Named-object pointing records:
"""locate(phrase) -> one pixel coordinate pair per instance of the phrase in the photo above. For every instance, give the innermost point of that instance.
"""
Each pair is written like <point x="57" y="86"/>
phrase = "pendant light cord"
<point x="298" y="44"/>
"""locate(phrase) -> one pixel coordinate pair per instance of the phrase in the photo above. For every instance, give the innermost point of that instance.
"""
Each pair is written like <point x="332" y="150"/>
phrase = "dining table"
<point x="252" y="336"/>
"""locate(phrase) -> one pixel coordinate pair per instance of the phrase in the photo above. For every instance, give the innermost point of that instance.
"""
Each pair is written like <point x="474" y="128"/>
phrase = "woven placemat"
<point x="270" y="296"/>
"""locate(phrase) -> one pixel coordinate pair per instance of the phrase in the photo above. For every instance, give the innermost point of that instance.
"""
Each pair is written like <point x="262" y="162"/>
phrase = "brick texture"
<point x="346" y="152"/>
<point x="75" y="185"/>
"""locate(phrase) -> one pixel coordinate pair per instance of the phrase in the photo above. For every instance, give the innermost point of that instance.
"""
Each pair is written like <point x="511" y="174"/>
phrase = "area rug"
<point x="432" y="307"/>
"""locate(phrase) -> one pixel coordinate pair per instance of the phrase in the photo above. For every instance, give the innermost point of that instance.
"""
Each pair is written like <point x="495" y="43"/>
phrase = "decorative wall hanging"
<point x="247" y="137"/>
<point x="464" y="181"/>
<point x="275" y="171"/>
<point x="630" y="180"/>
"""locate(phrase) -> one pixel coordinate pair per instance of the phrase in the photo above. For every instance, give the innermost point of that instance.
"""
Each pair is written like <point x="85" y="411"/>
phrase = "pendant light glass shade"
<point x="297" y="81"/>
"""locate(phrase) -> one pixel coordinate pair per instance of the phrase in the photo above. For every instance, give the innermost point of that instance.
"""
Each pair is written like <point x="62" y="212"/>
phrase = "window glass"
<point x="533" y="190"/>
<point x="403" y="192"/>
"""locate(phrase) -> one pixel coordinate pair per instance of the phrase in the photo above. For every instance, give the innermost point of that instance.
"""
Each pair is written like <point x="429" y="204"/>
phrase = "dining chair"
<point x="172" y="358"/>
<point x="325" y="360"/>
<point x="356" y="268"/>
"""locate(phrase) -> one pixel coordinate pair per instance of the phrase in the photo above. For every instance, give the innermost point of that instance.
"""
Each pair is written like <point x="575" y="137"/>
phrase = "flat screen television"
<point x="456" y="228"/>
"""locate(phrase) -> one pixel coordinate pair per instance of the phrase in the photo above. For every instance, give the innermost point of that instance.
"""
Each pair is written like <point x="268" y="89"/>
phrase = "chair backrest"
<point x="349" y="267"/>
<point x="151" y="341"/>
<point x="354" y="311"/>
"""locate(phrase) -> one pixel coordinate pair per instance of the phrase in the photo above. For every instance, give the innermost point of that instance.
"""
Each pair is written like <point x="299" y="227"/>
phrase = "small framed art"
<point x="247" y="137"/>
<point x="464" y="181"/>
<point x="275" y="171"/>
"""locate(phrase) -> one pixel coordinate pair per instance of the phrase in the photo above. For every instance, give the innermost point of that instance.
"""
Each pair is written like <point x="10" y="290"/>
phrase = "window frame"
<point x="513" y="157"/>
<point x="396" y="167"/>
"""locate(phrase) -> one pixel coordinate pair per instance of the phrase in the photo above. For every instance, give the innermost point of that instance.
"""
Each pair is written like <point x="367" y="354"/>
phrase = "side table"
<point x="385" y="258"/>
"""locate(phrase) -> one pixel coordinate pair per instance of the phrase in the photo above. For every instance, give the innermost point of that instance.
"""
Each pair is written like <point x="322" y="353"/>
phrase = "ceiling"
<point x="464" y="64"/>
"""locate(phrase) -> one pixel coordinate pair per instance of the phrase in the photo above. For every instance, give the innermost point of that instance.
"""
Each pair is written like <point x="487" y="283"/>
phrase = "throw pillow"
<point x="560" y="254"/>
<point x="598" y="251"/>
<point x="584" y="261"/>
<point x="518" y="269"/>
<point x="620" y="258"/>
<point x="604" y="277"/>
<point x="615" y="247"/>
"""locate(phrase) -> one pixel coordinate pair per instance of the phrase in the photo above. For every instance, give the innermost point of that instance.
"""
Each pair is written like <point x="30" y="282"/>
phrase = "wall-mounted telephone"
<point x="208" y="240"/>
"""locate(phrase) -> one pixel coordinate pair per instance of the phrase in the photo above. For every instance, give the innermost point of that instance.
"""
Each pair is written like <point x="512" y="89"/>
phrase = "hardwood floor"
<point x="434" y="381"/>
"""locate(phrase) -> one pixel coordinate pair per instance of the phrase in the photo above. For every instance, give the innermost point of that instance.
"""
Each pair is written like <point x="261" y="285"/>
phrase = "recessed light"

◆ What the exercise asks: How many lines of the records contain the string "chair"? Reply with the number alone.

◆ Solution to this exercise: 2